> [Stated problem 1]:
Which lines of the listing below contain the string "horse"? Pick them out and copy each one.

> [Page]:
※
# Player ooking for an online game



## Suldulin (Jun 17, 2002)

been looking for a long while now, I prefer to play Druids and the worlds I'm hoping  to play in order are:

WoT, Al-Qadim, Kalamar, Darksun, Oriental, Forgotten Realms

or a homebrew

I think I'd like a pretty even mix but lean more towards rp

thank you all

e-mail at DraRobert@hotmail.com


----------



## Aeolius (Jun 23, 2002)

There are currently three openings in "Beneath the Pinnacles of Azor'alq" (BPAA), a 3e D&D World of Greyhawk message-based game (Play-by-Post) set beneath the surface of the Dramidj Ocean. The current level of play is between 4 to 6. New players are welcome to create characters ranging from levels 1 through 3. The campaign, which uses the "core rules of 3e, select supplements from 2e, and the heart of 1e", is designed for those interested in participating in a work of coauthored interactive fiction. 

   Now enjoying its fourth year, the BPAA campaign was created in 1998. 

   In the campaign, I post a new "Chapter" once a week. During the week, the players respond to events in the Chapter, to NPCs, and to one another. I will add updates as time permits. The next week, I post a new Chapter. While this method of game play requires a degree of patience and the occasional spell-checker, I have found it one of the best options for those with hectic schedules.

   The party is currently 250 fathoms beneath the surface of the sea, in a sunken lighthouse known as the Nighthouse. Their hostess, a spectral hag, is preparing them for a perilous quest.


----------
※
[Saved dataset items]
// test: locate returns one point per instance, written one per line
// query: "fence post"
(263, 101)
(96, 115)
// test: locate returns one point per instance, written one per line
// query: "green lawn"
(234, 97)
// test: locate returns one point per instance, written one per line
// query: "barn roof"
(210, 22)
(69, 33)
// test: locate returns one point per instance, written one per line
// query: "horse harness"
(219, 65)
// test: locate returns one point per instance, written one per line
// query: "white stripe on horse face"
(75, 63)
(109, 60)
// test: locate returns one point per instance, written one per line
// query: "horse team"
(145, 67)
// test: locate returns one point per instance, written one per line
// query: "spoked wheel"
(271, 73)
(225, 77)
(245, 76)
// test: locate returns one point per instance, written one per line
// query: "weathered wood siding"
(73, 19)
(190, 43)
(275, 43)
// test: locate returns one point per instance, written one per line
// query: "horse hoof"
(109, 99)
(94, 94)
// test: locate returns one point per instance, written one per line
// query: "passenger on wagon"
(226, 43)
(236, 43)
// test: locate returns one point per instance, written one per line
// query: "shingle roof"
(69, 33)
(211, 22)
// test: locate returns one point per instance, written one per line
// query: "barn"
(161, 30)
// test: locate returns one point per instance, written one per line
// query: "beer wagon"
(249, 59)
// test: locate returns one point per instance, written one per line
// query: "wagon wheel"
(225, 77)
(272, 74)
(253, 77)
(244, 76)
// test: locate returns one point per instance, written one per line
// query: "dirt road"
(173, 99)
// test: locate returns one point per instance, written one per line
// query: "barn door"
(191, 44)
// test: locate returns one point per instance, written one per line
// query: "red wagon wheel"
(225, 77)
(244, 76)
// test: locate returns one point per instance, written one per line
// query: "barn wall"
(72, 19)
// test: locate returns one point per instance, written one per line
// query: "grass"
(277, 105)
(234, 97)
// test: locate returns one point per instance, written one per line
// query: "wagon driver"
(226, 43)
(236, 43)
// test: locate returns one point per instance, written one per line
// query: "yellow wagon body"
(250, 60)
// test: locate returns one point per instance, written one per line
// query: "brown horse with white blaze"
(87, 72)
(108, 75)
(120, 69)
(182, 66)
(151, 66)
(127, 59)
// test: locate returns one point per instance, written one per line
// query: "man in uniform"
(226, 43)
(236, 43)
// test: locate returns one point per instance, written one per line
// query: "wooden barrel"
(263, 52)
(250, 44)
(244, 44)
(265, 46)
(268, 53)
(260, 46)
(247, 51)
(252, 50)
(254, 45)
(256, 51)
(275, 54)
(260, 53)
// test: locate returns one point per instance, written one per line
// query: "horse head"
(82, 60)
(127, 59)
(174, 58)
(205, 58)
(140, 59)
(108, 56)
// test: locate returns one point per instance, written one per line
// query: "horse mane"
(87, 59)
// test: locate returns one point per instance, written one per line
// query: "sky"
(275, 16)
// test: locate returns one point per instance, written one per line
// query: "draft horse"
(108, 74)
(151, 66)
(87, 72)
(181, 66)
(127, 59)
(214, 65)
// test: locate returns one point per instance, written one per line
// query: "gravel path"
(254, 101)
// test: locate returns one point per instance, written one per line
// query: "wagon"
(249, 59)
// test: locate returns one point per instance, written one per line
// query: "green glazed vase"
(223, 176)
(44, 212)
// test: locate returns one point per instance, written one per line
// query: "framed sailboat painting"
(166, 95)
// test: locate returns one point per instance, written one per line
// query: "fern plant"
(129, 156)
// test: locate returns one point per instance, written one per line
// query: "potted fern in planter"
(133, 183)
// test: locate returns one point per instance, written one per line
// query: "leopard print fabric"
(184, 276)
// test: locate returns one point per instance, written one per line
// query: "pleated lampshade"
※
> [Stated problem 2]:
According to the forum thread above, how far beneath the sea is the party currently?

> [Full answer 1]:
// query: "horse harness"
// query: "white stripe on horse face"
// query: "horse team"
// query: "horse hoof"
// query: "brown horse with white blaze"
// query: "horse head"
// query: "horse mane"
// query: "draft horse"

> [Full answer 2]:
250 fathoms beneath the surface of the sea.